TASK DETAILS:
The lines to be set down run from the line containing "TARGET = street lamp post" through the final line of the data below; print them exactly and print nothing else.

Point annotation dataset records
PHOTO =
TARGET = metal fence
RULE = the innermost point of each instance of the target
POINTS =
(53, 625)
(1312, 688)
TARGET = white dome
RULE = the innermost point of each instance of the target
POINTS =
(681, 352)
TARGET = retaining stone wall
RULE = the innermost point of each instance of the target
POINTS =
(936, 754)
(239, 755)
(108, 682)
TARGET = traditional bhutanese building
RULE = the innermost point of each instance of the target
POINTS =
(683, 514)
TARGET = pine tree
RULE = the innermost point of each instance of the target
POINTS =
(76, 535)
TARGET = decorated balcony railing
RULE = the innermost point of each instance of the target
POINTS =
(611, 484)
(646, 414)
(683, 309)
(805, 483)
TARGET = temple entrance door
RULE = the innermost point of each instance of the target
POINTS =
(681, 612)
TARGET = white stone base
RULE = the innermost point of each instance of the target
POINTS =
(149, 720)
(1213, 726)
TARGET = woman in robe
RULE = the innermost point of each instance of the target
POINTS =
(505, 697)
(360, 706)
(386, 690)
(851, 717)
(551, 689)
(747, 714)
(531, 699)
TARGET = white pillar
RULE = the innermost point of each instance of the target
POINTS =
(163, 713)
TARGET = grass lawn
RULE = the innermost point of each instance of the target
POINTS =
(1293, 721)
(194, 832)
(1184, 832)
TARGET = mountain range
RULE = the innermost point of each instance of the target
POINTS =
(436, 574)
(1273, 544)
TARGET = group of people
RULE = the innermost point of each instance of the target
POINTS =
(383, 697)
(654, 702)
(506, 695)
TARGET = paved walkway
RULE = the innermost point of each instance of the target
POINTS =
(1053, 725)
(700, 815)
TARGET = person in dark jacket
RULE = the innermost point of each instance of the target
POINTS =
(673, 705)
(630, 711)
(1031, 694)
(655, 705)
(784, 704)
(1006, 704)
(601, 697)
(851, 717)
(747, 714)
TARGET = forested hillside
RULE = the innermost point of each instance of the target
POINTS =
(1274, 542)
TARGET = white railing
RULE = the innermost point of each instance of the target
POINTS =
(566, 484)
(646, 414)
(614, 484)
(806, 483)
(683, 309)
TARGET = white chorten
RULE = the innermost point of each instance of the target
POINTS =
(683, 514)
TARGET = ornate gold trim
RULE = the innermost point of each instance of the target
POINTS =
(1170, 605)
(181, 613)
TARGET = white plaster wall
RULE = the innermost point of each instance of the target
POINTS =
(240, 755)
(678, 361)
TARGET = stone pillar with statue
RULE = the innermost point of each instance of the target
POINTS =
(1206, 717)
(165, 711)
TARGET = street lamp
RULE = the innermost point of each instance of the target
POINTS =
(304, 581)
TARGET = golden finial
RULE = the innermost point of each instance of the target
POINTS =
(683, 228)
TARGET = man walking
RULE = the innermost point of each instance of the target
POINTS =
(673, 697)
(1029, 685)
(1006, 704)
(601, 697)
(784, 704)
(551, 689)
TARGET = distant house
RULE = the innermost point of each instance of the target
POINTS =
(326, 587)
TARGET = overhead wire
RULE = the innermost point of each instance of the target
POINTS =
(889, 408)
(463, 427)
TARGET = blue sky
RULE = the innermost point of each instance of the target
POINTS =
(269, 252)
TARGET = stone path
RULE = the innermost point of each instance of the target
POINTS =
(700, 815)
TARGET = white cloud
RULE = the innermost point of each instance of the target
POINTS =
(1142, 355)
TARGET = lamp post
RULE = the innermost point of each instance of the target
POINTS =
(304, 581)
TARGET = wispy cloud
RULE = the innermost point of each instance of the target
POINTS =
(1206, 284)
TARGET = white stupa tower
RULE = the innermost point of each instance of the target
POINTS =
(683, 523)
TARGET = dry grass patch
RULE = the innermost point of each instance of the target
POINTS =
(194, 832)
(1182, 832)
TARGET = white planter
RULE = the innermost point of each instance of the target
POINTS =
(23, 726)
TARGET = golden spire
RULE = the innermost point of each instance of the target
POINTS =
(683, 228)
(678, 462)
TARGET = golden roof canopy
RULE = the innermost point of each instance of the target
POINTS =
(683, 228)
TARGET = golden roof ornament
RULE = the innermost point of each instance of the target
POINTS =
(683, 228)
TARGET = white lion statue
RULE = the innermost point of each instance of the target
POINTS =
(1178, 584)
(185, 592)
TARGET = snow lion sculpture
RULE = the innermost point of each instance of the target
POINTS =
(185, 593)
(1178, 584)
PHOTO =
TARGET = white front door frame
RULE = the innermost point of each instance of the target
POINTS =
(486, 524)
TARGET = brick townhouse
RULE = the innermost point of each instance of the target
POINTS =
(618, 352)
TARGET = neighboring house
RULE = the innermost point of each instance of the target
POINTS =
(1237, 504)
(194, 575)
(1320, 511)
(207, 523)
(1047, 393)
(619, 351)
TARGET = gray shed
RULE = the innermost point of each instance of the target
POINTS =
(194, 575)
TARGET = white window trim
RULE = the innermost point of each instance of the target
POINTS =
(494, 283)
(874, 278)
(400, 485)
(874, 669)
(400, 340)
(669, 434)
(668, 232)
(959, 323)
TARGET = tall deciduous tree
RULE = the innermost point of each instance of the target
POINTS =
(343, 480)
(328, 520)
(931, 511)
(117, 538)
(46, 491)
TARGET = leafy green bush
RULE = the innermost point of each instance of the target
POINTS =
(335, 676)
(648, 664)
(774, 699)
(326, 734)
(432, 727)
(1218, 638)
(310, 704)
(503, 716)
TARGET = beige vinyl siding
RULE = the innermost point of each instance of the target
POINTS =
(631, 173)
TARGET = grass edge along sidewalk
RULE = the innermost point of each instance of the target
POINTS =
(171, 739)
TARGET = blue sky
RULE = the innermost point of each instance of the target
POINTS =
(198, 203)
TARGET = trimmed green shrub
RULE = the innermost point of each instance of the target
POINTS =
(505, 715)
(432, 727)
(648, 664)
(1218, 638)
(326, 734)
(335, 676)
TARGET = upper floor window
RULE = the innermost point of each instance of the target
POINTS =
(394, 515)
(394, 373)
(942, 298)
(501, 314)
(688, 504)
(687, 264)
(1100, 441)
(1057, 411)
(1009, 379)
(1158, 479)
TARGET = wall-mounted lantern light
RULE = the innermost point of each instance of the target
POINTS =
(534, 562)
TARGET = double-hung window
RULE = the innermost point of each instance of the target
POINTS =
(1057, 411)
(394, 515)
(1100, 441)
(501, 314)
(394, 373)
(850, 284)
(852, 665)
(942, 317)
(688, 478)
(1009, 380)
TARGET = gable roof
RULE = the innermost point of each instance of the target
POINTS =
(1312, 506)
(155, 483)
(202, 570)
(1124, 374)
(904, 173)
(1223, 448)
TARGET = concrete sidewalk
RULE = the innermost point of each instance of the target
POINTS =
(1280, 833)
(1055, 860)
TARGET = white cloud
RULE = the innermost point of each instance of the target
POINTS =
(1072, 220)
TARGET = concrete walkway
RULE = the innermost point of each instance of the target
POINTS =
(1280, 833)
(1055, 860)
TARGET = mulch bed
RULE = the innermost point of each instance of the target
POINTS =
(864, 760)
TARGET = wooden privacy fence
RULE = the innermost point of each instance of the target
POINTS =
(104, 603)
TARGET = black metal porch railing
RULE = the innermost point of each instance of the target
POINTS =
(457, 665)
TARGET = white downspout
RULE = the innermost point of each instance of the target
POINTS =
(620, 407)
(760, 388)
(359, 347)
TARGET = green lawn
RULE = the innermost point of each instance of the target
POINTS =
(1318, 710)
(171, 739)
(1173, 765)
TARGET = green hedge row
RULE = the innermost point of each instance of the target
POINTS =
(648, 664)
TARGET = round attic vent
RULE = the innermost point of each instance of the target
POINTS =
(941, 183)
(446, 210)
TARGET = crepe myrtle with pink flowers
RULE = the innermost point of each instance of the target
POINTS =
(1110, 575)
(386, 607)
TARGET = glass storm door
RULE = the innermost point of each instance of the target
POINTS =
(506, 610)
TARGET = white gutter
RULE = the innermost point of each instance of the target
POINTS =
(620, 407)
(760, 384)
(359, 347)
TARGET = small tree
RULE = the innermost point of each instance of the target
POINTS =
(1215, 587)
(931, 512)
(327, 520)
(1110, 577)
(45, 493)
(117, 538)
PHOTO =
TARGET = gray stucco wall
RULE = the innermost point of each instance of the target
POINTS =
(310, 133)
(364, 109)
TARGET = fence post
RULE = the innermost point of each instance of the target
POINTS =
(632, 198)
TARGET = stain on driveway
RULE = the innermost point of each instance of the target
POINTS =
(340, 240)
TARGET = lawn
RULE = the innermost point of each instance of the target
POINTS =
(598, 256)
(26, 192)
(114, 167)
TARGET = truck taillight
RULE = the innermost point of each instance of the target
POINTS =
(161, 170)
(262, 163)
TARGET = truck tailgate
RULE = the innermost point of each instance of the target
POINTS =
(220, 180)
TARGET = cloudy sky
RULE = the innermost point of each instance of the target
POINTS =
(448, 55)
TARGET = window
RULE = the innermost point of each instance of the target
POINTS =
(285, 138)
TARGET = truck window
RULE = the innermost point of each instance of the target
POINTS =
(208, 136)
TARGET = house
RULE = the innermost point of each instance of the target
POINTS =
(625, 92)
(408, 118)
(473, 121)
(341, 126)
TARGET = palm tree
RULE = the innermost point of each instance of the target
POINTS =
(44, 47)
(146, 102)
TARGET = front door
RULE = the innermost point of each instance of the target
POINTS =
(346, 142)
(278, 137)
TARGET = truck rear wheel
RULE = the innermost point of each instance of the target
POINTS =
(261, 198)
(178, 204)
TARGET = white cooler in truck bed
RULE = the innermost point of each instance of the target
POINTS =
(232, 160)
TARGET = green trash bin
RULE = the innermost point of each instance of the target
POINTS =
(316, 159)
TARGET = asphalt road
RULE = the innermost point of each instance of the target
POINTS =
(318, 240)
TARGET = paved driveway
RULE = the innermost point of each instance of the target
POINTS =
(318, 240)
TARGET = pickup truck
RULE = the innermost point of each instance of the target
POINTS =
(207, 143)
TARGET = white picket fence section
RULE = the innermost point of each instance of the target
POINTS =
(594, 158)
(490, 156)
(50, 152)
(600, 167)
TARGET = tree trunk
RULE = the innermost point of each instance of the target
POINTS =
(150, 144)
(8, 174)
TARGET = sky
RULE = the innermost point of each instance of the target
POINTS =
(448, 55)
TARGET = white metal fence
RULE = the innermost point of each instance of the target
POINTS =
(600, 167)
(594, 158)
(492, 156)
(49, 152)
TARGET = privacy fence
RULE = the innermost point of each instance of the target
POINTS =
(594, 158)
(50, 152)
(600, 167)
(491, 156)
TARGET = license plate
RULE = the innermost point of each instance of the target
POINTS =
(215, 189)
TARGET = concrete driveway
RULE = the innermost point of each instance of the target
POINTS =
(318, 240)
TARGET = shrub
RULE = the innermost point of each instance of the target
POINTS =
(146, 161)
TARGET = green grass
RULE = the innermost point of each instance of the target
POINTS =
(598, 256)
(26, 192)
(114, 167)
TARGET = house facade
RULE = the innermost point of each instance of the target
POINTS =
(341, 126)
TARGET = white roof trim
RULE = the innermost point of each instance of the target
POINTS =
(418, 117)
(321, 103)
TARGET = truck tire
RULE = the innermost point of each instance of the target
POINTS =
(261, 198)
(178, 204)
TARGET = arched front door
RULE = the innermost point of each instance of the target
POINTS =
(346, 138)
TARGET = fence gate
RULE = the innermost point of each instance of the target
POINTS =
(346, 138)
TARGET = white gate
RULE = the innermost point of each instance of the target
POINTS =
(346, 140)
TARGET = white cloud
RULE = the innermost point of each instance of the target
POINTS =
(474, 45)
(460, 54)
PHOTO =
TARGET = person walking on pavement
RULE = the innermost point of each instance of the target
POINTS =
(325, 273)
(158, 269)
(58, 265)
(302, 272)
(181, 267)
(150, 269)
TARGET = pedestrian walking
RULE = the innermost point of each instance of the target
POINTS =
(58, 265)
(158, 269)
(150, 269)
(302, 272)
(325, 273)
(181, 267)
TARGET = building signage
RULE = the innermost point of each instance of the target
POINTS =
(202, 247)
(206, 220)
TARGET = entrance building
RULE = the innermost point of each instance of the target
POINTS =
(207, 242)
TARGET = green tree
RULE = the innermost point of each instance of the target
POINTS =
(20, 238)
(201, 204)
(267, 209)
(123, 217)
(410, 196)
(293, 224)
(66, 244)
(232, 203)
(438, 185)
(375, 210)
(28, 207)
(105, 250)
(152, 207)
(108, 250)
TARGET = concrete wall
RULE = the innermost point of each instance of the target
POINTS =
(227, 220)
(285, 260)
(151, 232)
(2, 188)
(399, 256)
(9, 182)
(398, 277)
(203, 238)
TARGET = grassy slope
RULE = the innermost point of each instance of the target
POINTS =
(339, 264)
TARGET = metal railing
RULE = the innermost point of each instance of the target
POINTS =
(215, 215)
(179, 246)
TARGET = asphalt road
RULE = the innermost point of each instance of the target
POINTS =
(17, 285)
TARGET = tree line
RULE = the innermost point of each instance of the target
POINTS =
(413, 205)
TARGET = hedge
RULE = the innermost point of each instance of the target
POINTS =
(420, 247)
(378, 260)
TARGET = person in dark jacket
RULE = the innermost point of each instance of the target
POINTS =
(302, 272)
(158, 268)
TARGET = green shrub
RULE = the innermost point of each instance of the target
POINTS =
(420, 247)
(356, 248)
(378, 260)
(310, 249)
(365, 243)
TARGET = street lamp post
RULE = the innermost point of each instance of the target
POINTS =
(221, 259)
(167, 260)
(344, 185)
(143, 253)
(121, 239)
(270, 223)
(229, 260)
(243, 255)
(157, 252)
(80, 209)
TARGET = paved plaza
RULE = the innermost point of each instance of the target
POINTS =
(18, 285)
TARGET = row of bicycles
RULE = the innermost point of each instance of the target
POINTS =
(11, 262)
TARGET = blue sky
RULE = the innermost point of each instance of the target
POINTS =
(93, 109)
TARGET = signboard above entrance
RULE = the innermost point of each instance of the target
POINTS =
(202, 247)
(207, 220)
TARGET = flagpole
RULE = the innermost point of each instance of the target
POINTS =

ANSWER TO THIS TASK:
TARGET = street lamp post
RULE = the innermost point of each instance of the target
POINTS =
(221, 259)
(167, 260)
(344, 185)
(143, 253)
(121, 239)
(270, 223)
(229, 260)
(243, 255)
(157, 252)
(80, 209)
TARGET = paved plaza
RULE = the innermost point of each instance of the target
POINTS =
(18, 285)
TARGET = row of bicycles
RULE = the innermost point of each instance of the target
POINTS =
(11, 262)
TARGET = blue sky
RULE = the innermost point of each instance of the target
POINTS =
(93, 109)
TARGET = signboard above entrance
RULE = the innermost point of each instance of the target
POINTS =
(202, 247)
(207, 220)
TARGET = flagpole
RULE = the innermost point of each instance of the target
POINTS =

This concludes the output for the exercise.